### TASK ITEM
Read the lines below, and copy any that contain the string "hand".

(SOURCE MATERIAL)

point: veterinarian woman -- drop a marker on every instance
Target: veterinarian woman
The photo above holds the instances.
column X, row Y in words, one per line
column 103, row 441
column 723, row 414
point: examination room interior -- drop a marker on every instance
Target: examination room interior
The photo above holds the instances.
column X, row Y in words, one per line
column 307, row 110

(End SOURCE MATERIAL)
(SOURCE MATERIAL)

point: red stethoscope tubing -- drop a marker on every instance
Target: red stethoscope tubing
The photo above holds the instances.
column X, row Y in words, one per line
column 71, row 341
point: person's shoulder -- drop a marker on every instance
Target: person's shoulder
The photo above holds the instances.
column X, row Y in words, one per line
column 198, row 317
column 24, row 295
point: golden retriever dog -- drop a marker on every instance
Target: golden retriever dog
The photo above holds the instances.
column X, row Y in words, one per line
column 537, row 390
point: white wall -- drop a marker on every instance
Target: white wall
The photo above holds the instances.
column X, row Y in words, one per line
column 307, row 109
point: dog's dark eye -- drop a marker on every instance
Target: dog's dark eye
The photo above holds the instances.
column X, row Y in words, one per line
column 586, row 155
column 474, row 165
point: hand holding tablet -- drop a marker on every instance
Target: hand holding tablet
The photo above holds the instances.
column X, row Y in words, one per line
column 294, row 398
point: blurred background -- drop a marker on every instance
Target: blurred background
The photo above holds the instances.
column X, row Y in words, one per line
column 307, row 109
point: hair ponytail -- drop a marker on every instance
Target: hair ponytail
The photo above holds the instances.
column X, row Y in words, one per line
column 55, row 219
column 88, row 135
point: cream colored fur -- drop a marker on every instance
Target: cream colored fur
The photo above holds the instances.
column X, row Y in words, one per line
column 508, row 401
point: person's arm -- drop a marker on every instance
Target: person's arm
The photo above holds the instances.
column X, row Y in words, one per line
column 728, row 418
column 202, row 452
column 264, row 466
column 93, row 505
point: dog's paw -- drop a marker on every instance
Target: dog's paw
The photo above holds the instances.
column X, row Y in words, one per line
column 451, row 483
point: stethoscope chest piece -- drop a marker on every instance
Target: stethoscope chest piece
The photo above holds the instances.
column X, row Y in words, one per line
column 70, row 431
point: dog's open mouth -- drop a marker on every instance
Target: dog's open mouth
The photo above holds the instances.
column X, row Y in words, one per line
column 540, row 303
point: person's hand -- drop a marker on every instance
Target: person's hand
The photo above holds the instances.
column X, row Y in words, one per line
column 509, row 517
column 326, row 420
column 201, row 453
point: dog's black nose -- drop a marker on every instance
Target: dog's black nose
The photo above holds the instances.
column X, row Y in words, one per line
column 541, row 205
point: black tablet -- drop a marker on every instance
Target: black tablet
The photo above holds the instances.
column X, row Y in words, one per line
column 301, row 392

(End SOURCE MATERIAL)
(SOURCE MATERIAL)

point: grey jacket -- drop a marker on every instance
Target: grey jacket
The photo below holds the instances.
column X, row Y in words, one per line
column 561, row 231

(End SOURCE MATERIAL)

### EXERCISE ANSWER
point: hand holding tablet -- drop a marker on every instance
Target: hand holding tablet
point: person's hand -- drop a marker on every instance
Target: person's hand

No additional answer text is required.